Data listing
·····
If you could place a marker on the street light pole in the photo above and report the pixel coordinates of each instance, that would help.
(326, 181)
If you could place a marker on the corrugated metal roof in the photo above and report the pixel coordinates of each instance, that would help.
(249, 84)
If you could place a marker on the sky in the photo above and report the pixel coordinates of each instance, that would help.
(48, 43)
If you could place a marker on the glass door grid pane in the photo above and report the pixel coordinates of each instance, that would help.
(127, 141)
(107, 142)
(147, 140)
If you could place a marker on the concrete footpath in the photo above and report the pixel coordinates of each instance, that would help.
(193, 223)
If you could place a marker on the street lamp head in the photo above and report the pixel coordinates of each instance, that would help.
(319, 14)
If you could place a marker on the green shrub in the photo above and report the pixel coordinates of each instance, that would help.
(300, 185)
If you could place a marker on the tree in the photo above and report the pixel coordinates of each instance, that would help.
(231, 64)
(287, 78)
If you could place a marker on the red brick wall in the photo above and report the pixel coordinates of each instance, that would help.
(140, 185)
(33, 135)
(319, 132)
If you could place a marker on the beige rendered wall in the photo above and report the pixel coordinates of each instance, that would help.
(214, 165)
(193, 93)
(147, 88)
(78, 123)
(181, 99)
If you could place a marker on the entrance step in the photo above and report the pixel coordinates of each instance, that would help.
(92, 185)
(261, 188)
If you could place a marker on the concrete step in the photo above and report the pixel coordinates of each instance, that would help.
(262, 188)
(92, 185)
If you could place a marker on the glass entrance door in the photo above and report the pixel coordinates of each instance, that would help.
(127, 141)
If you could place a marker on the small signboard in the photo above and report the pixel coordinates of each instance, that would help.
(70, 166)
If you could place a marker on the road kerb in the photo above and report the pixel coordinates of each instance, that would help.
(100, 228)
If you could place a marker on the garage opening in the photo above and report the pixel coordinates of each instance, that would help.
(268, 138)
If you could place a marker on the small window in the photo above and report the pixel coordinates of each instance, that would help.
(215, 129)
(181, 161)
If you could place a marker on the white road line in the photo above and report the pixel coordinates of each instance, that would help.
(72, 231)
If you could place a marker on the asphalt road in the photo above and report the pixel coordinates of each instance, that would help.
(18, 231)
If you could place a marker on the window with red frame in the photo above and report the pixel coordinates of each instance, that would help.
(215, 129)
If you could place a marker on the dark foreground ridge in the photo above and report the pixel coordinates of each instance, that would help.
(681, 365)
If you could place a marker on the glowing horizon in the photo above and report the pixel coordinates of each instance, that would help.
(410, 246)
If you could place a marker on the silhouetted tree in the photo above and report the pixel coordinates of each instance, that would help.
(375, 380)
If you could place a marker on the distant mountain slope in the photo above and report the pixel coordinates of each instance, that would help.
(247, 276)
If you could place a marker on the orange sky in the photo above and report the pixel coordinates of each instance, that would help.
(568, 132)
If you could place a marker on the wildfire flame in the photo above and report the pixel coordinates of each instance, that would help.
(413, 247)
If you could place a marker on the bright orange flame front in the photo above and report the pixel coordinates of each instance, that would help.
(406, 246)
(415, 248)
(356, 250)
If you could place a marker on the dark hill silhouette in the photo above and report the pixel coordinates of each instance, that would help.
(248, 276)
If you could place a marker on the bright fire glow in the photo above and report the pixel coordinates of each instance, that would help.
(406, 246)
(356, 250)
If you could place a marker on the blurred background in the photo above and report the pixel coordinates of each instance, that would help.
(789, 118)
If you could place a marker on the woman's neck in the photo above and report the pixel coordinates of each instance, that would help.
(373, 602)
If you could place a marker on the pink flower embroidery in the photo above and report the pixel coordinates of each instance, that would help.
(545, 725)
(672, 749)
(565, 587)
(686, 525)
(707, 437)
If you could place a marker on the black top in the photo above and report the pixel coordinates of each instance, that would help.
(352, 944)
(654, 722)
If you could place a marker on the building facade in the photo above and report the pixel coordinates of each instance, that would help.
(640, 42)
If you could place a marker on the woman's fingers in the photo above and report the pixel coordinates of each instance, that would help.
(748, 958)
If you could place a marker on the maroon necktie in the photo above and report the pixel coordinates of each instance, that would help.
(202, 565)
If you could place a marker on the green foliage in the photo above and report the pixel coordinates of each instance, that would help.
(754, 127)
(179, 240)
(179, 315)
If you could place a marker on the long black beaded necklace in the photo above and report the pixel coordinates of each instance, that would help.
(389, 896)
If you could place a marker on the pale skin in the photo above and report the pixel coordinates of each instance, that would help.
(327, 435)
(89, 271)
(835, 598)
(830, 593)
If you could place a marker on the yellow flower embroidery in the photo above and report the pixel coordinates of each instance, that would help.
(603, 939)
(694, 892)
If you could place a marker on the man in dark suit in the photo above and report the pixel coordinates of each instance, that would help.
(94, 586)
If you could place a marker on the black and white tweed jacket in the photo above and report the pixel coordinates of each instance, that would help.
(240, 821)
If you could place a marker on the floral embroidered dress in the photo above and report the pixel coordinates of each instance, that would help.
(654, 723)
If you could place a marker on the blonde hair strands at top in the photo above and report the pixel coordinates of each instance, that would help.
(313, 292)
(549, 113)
·····
### THE EXERCISE
Write out all the lines again, exactly as they are.

### RESPONSE BELOW
If you could place a marker on the street light pole in the photo above and report the pixel coordinates of each instance, that would help.
(326, 181)
If you could place a marker on the corrugated metal roof in the photo above and report the pixel coordinates of each instance, that would help.
(249, 84)
If you could place a marker on the sky in the photo above and report the pixel coordinates of each instance, that would help.
(48, 43)
If you could place a marker on the glass door grid pane in the photo above and report the pixel coordinates of each instance, that would help.
(127, 141)
(107, 142)
(147, 140)
If you could place a marker on the concrete footpath in the photo above and report the pixel coordinates of each instance, that would help.
(193, 223)
If you could place a marker on the street lamp head in the photo above and report the pixel coordinates of each instance, that would help.
(319, 14)
If you could place a marker on the green shrub in the photo above and report the pixel coordinates of each instance, that would help.
(300, 185)
If you could place a marker on the tree in the photo above and report the pixel coordinates of each instance, that would help.
(231, 64)
(287, 78)
If you could place a marker on the red brick wall in the photo above and report the pixel coordinates of each instance, that would help.
(140, 185)
(33, 135)
(319, 132)
If you could place a marker on the beige rendered wall in the photo above and report the pixel coordinates of each instance, that would help.
(214, 165)
(193, 93)
(147, 88)
(78, 123)
(181, 99)
If you could place a marker on the entrance step in the photo above and report the pixel coordinates of each instance, that would help.
(92, 185)
(261, 188)
If you could place a marker on the concrete step in the photo above and report the pixel coordinates of each instance, that would help.
(262, 188)
(92, 185)
If you could place a marker on the glass entrance door in the photo above and report the pixel coordinates of each instance, that would help.
(127, 141)
If you could place a marker on the small signboard in the photo above and report the pixel coordinates of each instance, that would help.
(70, 166)
If you could place a marker on the road kerb in the photo above and report the pixel coordinates of each instance, that would help.
(100, 228)
If you could place a marker on the garage opening in the photo above and report the pixel coordinates of each instance, that would help.
(268, 138)
If you could place a marker on the small window in the photo above and report the pixel coordinates of each instance, that would help.
(215, 129)
(181, 161)
If you could place a marker on the white road line in the photo above and report the pixel coordinates of each instance, that would help.
(72, 231)
If you could place a marker on the asphalt road in the photo above and report the pixel coordinates of each instance, that would help.
(18, 231)
If you could place a marker on the window with red frame in the photo above and report the pixel coordinates of each instance, that would help.
(215, 129)
If you could place a marker on the dark foreground ridge in the photo above and report the pixel coordinates of each instance, that would help.
(681, 365)
If you could place a marker on the glowing horizon in the photo above and report the pixel coordinates of each instance, that would help.
(410, 246)
If you could place a marker on the silhouetted tree in the photo above and report the pixel coordinates of each instance, that would help.
(375, 380)
If you could place a marker on the distant mountain slope in the photo above and report the pixel coordinates of each instance, that would help.
(247, 276)
If you could place a marker on the orange sky in the photo above and report the pixel coordinates of each instance, that would help.
(568, 132)
If you could place a marker on the wildfire flame in the photo above and report the pixel coordinates of each instance, that would help.
(413, 247)
If you could place a marker on the bright orange flame front in the photo above and report the pixel coordinates of each instance, that would help.
(406, 246)
(415, 248)
(356, 250)
If you could place a marker on the dark hill silhouette in the photo above and report the pixel coordinates of each instance, that would help.
(248, 276)
If you could place a marker on the bright fire glow in the photo above and report the pixel coordinates of each instance, that would help.
(406, 246)
(356, 250)
If you could place a marker on the blurred background in the photo above and report the pixel coordinates of each instance, that would help.
(789, 118)
If you could place a marker on the woman's neck in the photo above and report the pixel coordinates of each instance, that would help.
(373, 602)
If you could place a marker on the pink flower embroidery in the photo above and report the pixel coordinates of each instance, that would help.
(545, 725)
(672, 749)
(565, 587)
(686, 525)
(707, 437)
If you could place a marker on the black top in the photo above and report the pixel coordinates of each instance, that would help.
(352, 944)
(654, 722)
If you could place a marker on the building facade in the photo above and report the pixel coordinates of each instance, that would help.
(640, 42)
If you could place a marker on the woman's fingers in the photo above and report the pixel coordinates of each instance, that would help.
(748, 958)
If you could place a marker on the maroon necktie in the photo above and report the pixel coordinates of each instance, that would help.
(202, 565)
If you could place a marker on the green foliage in the photo above and report the pixel coordinates of each instance, that would help.
(754, 127)
(179, 240)
(179, 315)
If you could place a marker on the long black beaded necklace in the photo above and report the pixel coordinates of each instance, that would help.
(389, 896)
If you could place a marker on the pale skin in the photo above and report the pixel coordinates of each instance, that would help.
(327, 435)
(89, 271)
(835, 598)
(830, 593)
If you could place a marker on the yellow flower embroidery in the photo above and report the pixel coordinates of each instance, that would help.
(603, 939)
(694, 892)
If you could place a marker on the man in dark suit in the photo above and report the pixel coordinates of each instance, that would help.
(94, 586)
If you could place a marker on the black and white tweed jacket in the photo above and report the pixel coordinates of each instance, that would help.
(240, 821)
If you could place a marker on the floral embroidered dress in the photo above and report the pixel coordinates of each instance, that would help.
(654, 723)
If you could place a marker on the blonde hair strands at top in the photo above and report the pixel coordinates of each instance, that would help.
(313, 292)
(549, 113)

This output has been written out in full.